TRY IT:
Which lines of the data below include the string "water"? Return each of them.
<<<<
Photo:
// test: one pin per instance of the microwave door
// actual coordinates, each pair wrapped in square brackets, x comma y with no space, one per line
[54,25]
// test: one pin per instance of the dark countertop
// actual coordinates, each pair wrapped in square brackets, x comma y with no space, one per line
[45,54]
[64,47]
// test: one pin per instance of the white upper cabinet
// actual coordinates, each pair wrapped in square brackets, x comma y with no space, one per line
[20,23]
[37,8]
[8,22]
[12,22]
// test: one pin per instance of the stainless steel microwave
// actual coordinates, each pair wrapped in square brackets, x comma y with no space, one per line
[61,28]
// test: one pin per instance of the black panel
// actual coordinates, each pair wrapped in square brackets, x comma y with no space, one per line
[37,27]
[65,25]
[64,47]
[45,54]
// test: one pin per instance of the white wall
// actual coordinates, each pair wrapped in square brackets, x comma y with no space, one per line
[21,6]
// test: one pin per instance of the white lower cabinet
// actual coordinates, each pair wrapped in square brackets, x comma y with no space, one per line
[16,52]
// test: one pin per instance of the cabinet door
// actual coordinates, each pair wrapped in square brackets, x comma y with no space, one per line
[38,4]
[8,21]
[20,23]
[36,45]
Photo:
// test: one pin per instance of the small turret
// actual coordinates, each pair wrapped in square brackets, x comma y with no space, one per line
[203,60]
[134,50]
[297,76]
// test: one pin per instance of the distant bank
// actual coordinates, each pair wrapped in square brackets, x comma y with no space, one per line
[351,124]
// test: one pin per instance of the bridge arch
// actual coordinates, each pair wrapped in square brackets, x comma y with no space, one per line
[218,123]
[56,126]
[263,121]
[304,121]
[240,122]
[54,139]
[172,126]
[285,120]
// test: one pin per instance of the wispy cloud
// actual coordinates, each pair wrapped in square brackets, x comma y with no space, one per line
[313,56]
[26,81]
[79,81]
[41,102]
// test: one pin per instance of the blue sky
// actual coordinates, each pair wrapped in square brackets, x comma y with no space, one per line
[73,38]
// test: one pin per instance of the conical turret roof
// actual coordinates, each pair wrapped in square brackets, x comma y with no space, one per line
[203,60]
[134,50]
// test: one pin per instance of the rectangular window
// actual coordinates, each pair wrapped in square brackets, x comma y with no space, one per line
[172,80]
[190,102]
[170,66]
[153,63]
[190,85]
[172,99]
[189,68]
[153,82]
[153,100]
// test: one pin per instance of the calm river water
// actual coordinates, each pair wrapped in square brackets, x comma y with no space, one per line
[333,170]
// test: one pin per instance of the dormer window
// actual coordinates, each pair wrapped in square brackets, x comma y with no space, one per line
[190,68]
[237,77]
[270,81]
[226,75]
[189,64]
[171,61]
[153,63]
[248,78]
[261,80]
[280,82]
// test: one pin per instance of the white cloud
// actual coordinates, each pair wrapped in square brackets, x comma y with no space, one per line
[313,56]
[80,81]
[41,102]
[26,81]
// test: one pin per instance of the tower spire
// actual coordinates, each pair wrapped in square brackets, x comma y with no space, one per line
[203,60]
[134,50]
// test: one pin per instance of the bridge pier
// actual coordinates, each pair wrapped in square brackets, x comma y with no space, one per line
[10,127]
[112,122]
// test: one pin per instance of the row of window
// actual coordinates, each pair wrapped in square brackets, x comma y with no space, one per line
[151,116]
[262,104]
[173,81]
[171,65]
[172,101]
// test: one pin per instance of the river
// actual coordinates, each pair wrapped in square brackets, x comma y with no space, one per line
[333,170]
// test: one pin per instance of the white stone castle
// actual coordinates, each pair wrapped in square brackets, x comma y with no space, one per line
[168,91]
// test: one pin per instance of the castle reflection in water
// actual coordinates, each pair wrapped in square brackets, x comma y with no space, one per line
>>>>
RESPONSE TO THE TASK:
// test: one pin per instance of the calm river water
// test: one pin per instance of the castle reflection in water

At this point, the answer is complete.